* [Information given]

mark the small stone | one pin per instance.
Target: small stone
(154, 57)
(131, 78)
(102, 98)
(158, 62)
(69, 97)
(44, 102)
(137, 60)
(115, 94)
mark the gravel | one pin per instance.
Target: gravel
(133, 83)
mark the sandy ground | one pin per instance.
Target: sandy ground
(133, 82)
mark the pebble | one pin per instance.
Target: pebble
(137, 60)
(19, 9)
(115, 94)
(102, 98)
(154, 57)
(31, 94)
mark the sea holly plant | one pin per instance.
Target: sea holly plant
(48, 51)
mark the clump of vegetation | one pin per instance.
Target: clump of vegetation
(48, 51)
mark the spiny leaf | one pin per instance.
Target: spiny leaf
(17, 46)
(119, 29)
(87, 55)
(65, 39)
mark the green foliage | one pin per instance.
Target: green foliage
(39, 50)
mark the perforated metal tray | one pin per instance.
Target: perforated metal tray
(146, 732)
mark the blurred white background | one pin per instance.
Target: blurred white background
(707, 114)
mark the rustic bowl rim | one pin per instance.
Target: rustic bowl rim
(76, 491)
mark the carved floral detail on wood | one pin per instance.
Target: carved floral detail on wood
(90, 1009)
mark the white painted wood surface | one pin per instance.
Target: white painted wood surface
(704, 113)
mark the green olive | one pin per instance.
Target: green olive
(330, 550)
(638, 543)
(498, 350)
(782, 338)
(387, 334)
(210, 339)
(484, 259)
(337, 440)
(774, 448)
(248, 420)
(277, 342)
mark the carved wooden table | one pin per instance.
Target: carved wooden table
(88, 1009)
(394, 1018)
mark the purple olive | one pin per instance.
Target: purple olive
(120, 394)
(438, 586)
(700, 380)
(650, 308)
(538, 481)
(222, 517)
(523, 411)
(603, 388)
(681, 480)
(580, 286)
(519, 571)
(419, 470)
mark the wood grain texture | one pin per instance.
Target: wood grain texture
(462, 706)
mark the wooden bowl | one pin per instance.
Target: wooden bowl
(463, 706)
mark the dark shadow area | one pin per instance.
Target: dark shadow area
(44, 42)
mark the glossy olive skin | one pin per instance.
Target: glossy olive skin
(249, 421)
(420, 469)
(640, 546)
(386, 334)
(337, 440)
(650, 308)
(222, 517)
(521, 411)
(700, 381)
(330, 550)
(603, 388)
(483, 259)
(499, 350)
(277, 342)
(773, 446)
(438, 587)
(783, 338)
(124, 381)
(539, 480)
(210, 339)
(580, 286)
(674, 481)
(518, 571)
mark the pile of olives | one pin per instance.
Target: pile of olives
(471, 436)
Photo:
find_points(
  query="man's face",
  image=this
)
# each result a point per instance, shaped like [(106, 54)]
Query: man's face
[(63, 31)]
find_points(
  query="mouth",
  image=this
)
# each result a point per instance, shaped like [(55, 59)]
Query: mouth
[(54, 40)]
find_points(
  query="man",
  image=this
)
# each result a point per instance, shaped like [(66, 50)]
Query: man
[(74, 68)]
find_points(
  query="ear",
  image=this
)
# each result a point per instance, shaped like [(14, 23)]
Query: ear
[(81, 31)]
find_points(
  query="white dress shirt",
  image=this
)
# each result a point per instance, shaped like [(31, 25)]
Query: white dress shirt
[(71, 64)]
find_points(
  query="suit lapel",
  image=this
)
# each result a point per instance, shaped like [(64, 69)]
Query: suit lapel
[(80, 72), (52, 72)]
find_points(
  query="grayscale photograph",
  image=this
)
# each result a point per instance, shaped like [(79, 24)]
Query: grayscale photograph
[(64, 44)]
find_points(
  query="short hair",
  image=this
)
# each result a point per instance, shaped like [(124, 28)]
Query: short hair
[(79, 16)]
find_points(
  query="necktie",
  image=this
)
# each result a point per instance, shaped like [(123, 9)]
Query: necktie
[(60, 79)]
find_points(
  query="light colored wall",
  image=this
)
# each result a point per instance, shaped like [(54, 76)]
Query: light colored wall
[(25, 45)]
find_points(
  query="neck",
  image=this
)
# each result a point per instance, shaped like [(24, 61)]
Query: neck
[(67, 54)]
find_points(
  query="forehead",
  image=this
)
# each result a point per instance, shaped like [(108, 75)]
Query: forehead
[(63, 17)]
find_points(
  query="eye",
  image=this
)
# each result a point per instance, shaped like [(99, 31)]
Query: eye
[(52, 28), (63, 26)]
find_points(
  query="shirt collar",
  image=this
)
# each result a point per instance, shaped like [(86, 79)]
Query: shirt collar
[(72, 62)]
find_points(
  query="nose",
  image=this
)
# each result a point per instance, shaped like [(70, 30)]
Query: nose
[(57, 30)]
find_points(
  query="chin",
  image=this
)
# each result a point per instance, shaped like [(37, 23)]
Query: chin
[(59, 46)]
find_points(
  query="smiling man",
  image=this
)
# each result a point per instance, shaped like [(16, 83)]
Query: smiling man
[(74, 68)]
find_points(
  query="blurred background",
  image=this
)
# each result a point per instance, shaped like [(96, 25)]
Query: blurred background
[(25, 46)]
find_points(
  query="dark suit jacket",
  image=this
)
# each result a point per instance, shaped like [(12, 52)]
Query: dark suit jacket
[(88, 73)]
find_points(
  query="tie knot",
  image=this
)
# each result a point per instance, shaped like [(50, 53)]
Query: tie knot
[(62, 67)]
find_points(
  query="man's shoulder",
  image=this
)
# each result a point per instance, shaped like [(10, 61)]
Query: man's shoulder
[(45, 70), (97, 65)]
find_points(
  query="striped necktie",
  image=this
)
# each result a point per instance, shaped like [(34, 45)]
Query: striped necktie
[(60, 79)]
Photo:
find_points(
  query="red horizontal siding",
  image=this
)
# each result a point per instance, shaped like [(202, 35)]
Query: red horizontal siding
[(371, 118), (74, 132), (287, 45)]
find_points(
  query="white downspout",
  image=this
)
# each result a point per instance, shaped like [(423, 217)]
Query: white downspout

* [What to do] Your answer should be the lines above from the one containing "Target: gravel" through the one containing "mark the spiny leaf | one pin per instance.", copied exactly and with both ends kept.

* [Solution to this exercise]
Target: gravel
(133, 83)
mark the sandy ground | one pin per instance.
Target: sandy ground
(133, 82)
mark the pebble | one pin per instance.
Target: pebble
(137, 60)
(19, 9)
(115, 94)
(102, 98)
(154, 57)
(31, 94)
mark the sea holly plant | one pin per instance.
Target: sea holly plant
(48, 51)
mark the clump of vegetation | one pin per instance.
Target: clump of vegetation
(48, 51)
mark the spiny leaf | one pin per instance.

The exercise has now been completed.